_WORK INSTRUCTIONS_.
In the records, each line holding "building" must be reported.

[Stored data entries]
════════════════════

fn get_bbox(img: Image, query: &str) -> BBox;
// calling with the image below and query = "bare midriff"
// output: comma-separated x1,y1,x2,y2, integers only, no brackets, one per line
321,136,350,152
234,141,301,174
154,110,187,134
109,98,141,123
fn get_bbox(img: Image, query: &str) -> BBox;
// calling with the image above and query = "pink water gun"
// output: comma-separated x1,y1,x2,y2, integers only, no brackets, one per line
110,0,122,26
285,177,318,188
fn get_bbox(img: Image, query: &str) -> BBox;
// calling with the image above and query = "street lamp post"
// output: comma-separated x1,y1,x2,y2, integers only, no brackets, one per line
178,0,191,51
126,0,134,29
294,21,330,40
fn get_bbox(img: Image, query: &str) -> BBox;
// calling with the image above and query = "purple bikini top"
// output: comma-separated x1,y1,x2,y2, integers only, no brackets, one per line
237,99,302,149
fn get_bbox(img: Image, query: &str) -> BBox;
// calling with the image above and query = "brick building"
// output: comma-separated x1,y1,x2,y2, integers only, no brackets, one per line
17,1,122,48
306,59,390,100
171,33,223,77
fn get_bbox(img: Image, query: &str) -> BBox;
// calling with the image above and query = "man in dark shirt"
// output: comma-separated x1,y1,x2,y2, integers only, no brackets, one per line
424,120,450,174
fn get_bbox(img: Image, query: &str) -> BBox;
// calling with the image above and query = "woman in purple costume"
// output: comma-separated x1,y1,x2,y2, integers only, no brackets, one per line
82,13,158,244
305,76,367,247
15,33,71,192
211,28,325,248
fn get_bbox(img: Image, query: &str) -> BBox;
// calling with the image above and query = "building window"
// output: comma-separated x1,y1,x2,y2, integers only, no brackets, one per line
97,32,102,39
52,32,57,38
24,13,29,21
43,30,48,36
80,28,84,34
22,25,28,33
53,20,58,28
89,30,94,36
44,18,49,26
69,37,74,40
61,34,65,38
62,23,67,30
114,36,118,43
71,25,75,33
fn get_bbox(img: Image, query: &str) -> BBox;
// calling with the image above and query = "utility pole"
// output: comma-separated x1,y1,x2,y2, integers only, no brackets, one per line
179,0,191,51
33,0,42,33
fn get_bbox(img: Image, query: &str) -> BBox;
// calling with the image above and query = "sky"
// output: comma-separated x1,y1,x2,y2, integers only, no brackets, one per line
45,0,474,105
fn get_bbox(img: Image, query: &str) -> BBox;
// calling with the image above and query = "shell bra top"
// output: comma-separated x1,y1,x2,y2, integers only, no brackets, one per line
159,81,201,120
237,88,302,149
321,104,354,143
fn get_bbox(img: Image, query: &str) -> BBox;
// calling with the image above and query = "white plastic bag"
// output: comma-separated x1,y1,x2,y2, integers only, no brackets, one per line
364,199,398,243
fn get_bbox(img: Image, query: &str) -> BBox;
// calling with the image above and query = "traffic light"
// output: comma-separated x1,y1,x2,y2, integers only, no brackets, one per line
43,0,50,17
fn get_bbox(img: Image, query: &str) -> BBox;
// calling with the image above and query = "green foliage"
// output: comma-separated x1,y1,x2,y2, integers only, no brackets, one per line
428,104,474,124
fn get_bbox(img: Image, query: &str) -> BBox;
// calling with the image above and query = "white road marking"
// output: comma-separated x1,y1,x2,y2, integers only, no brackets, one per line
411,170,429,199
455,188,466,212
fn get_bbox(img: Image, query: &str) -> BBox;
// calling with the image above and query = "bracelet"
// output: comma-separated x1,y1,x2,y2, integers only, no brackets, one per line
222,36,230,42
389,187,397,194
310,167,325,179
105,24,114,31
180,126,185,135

════════════════════

_WRITTEN SOLUTION_.
// calling with the image above and query = "brick building"
// calling with the image above and query = "building window"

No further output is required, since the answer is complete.